> **WORK INSTRUCTIONS**: According to the stock market post, what is a "blow-off top"?

____ TEXT SEGMENT

Posts Tagged ‘Stock Market’

All is OK when it comes to the stock market. Wall Street is urging you to jump in with both feet and get fully invested. The market is going to the moon. Foreclosure mess? Not a problem says the street. Unemployment? We are already use to it and not a problem. Just name the problem and you get the same answer. I guess to be fair the same could be said for anyone holding the same position as I. At some point, however, the risk tips the scale.

I would look at jumping into this market as the opportunity to run down the prosperity with your neighbor who has been making big bucks in the market. Just have one question when it comes to running after your neighbor. What if you are running down a road that eventually leads to a steep drop-off?

OK, candidly, I have not been right on this current advance at all. However, something could be occurring right now that is characteristic of how most big advances end. In the world of managed money and technical analysis it is called a “blow-off” top.

A “blow-off top” is defined as a rapid increase in price of the stock market that precedes a steep drop in price. It doesn’t always have to precede a change in direction. However, in many cases it does.

________
____ SUPPLIED DATA

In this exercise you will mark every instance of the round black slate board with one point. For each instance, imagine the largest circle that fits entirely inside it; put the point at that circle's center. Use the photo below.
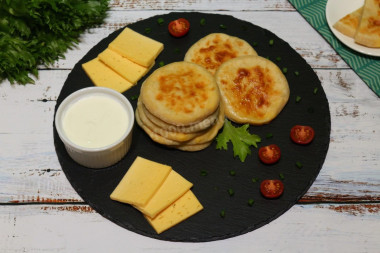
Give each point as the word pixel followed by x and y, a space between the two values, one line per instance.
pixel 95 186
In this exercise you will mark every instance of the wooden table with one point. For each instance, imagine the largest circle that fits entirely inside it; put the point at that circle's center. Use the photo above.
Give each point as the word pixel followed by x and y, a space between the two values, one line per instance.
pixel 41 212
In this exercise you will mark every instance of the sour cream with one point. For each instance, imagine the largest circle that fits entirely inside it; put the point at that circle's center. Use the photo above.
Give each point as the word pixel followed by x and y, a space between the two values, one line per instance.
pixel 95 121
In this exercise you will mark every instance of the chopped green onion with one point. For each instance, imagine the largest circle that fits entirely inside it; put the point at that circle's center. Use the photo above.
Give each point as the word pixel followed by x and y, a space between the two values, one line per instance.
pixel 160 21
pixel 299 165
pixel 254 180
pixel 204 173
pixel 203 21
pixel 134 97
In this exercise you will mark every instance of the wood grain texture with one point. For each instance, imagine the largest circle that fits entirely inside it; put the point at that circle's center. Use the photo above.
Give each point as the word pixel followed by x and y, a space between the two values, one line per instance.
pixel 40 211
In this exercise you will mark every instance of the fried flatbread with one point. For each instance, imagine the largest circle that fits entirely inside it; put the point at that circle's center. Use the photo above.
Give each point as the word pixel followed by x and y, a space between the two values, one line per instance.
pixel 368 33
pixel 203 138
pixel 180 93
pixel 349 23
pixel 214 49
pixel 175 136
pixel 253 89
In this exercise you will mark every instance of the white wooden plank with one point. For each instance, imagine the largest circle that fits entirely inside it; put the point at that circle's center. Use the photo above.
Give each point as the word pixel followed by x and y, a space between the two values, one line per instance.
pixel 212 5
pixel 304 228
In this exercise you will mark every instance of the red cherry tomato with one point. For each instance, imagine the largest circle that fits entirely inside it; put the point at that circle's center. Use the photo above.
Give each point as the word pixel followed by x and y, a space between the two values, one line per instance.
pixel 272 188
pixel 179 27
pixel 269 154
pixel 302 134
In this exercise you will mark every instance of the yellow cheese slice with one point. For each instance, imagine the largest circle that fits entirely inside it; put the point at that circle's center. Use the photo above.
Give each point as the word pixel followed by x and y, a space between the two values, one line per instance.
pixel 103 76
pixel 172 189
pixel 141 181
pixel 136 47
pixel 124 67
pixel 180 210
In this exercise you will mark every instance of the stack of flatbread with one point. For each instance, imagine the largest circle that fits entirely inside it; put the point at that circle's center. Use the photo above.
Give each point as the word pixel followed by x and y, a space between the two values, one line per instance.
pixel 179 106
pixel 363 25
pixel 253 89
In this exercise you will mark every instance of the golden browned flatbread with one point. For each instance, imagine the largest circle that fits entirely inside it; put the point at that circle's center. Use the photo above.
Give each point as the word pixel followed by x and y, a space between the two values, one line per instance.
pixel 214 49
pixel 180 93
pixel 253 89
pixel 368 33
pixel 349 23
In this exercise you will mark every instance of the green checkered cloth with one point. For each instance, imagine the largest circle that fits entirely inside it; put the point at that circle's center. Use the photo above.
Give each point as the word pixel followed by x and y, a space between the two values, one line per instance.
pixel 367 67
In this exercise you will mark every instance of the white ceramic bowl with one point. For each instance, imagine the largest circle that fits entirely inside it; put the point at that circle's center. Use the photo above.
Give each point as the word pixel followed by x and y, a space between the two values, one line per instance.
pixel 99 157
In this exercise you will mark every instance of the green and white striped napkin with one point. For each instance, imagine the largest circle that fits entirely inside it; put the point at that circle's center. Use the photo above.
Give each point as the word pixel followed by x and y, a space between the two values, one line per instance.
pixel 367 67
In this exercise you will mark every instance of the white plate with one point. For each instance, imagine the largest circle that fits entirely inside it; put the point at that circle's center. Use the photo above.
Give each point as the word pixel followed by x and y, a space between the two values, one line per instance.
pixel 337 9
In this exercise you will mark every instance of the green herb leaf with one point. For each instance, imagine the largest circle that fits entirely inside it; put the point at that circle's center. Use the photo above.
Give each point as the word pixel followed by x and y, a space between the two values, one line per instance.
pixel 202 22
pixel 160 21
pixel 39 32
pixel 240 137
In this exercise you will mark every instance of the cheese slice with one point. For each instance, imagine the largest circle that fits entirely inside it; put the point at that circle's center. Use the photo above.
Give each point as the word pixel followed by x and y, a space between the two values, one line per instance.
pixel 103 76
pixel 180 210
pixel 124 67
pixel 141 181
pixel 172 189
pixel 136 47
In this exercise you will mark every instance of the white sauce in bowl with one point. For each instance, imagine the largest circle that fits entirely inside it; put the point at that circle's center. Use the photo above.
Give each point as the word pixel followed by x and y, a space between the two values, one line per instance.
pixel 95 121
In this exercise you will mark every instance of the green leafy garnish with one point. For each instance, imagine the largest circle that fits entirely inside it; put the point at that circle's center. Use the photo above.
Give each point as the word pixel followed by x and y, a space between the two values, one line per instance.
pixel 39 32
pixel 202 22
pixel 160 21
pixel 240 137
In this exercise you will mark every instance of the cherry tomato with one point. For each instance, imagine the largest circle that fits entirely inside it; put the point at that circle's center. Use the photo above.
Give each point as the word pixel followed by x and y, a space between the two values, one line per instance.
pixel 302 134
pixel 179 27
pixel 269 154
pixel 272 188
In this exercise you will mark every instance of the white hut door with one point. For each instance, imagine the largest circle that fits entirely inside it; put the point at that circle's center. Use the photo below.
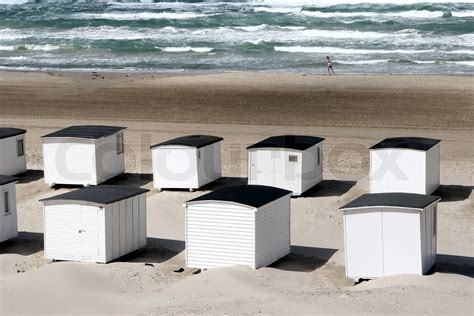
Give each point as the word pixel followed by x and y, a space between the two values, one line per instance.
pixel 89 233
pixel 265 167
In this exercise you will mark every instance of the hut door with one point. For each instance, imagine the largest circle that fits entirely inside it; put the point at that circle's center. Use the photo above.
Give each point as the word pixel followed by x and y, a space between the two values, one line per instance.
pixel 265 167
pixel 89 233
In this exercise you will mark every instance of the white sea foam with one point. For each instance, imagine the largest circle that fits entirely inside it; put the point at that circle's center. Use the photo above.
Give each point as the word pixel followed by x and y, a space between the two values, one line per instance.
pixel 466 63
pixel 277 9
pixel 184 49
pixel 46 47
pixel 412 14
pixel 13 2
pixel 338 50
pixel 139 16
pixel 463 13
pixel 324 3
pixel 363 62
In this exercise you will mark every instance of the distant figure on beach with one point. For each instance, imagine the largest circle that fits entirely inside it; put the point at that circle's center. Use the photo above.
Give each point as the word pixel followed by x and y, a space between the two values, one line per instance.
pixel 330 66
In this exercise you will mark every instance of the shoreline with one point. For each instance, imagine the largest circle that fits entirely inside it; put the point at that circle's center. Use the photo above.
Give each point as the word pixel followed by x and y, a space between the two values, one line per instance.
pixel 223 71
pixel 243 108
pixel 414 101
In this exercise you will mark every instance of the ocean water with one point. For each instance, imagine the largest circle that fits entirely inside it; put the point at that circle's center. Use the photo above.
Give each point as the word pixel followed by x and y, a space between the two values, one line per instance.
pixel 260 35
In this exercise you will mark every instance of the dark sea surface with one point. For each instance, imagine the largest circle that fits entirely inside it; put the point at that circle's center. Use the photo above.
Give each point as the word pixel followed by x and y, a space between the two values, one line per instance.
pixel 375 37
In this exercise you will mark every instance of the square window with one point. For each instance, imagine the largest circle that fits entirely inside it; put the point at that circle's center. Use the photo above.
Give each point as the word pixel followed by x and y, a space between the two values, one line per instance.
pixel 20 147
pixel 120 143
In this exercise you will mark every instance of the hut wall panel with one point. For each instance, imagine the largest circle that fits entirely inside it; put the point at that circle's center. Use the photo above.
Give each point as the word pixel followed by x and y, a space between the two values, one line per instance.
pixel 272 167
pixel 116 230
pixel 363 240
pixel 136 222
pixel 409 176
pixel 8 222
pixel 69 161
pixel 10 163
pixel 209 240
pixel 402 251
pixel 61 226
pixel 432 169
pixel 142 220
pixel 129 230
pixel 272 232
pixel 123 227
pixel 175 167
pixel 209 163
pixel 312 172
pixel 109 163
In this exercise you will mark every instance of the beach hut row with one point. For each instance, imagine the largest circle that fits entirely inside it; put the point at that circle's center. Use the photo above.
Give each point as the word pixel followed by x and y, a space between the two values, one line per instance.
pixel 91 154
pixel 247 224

________

> **RESULT BELOW**: A rapid increase in the price of the stock market that comes before a steep drop in price.